[Start PROVIDED RECORDS]

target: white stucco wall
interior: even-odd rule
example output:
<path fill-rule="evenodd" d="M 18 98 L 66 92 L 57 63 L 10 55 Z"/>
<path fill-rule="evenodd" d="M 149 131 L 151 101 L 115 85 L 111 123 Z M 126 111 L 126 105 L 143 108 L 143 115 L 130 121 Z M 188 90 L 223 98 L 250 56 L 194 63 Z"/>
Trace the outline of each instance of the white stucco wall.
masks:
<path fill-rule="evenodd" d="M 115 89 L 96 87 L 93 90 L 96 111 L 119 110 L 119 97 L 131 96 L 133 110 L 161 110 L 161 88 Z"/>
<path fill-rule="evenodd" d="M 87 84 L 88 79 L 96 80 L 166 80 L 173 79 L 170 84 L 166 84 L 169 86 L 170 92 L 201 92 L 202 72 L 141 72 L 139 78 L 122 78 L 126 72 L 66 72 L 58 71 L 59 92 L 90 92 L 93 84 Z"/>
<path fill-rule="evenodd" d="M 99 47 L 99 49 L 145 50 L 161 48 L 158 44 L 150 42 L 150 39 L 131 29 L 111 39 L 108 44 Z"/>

[End PROVIDED RECORDS]

**EXERCISE DIRECTIONS:** Express every line of the records above as a JSON list of strings, one string per line, leaving out blank lines.

**TASK RESPONSE:**
[
  "target: white stucco wall",
  "interior: even-odd rule",
  "example output:",
  "<path fill-rule=\"evenodd\" d=\"M 18 98 L 66 92 L 57 63 L 10 55 Z\"/>",
  "<path fill-rule=\"evenodd\" d=\"M 149 131 L 151 101 L 115 85 L 111 123 Z M 126 111 L 126 105 L 143 108 L 143 115 L 130 121 Z M 188 90 L 223 98 L 250 56 L 194 63 Z\"/>",
  "Trace the outline of each instance of the white stucco wall.",
  "masks:",
  "<path fill-rule=\"evenodd\" d=\"M 115 89 L 96 87 L 93 90 L 96 111 L 119 110 L 119 97 L 131 96 L 133 110 L 161 110 L 161 88 Z\"/>",
  "<path fill-rule=\"evenodd\" d=\"M 87 84 L 88 79 L 96 80 L 166 80 L 173 79 L 170 84 L 166 84 L 169 86 L 170 92 L 201 92 L 202 72 L 141 72 L 139 78 L 122 78 L 126 72 L 66 72 L 58 71 L 59 92 L 90 92 L 93 84 Z\"/>",
  "<path fill-rule=\"evenodd\" d=\"M 99 47 L 99 49 L 145 50 L 161 48 L 158 44 L 150 42 L 150 39 L 131 29 L 111 39 L 108 44 Z\"/>"
]